Фрагмент документа
════════════════════

«Потолок ледяной, дверь скрипучая». А вы знали, что это стихи испанского поэта и они совсем о другом?
До сих пор спорят: слова этой песни — плагиат или литературный парадокс. О том, как создавалась композиция «Потолок ледяной, дверь скрипучая», — в материале корреспондента агентства «Минск-Новости».
Найти отличия
Сначала было слово. Песни не исключение. Со времен начала развития русских социальных сетей, пресловутого журнала «ЖЖ» то и дело всплывают измышления разного толка о причастности поэта Сергея Острового к стихотворению «Зима» (таково хрестоматийное название). Одни утверждают, что он позаимствовал текст, лишь подправив его и изменив настроение. Другие настаивают: поэт и не думал покушаться на плоды чужого творчества, просто был переводчиком. Третьи уверены, что схожесть его строк со строчками испанского поэта Хавьера Линареса лишь совпадение.
Летом 1941 года, когда нацисты вторглись в СССР, испанский диктатор Франко решил послать Гитлеру в подмогу добровольческую дивизию. Линарес был в ее составе, являясь членом «Испанской фаланги» и приверженцем франкистского режима. Попал в советский плен под Ленинградом. До начала 1954-го находился в СССР в заключении, отстраивал разрушенные города. После климата Средиземноморского побережья Испании поэт-южанин ассоциировал русскую зиму со смертью, демонизировал ее и написал стихотворение «Синий пар»: «С потолка свисает лед, с ужасом прислушиваешься к скрипу двери. За шершавыми стенами поджидает колючая тьма. Там обмороженная, мертвенная пустыня, а из окон вырывается выморочный синий пар». А теперь давайте вспомним припев песни на стихи Острового: «Потолок ледяной, дверь скрипучая, за шершавой стеной тьма колючая. Как шагнешь за порог — всюду иней, а из окон парок синий-синий».
Восторг из ужаса
Как видите, метафоры и события в текстах совпадают, с той лишь разницей, что в испанской версии описанием пытаются навести жуть, а в русской — всё то же самое стало причиной приподнятого настроения и предвкушения зимних гуляний. Чтобы не мыслить слишком категорично, справедливости ради можно понять: одно дело — ты сыт и на морозе играешь в снежки, а другое — когда ты голоден, промерз и в плену. Словом, нам во здравие, испанцу за упокой.

════════════════════

Собранные данные

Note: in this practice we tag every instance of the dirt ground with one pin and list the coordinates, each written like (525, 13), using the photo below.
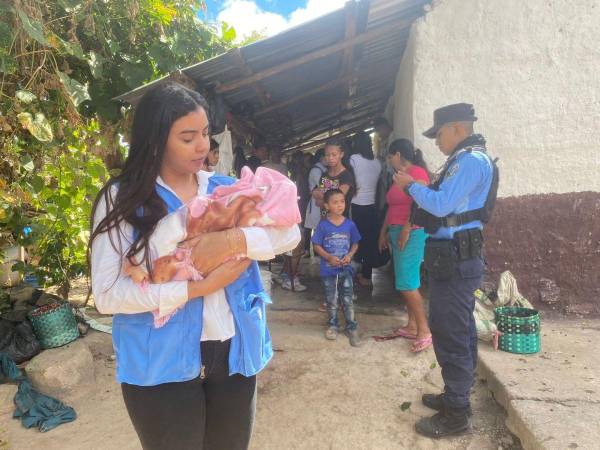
(314, 395)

════════════════════

Задания для выполнения
a: Ответьте по статье о песне на вопросы:
(i) Какое хрестоматийное название носит стихотворение, к которому, по утверждениям в соцсетях, причастен Сергей Островой?
(ii) Где Хавьер Линарес попал в советский плен?
(iii) Как называется стихотворение, которое написал Линарес?
b: Воспроизведите без изменений отрывок статьи о песне от «До сих пор спорят: слова» до «Линареса лишь совпадение.» включительно.

Ответы к заданиям
a:
(i) «Зима».
(ii) Под Ленинградом.
(iii) «Синий пар».

b:
До сих пор спорят: слова этой песни — плагиат или литературный парадокс. О том, как создавалась композиция «Потолок ледяной, дверь скрипучая», — в материале корреспондента агентства «Минск-Новости».
Найти отличия
Сначала было слово. Песни не исключение. Со времен начала развития русских социальных сетей, пресловутого журнала «ЖЖ» то и дело всплывают измышления разного толка о причастности поэта Сергея Острового к стихотворению «Зима» (таково хрестоматийное название). Одни утверждают, что он позаимствовал текст, лишь подправив его и изменив настроение. Другие настаивают: поэт и не думал покушаться на плоды чужого творчества, просто был переводчиком. Третьи уверены, что схожесть его строк со строчками испанского поэта Хавьера Линареса лишь совпадение.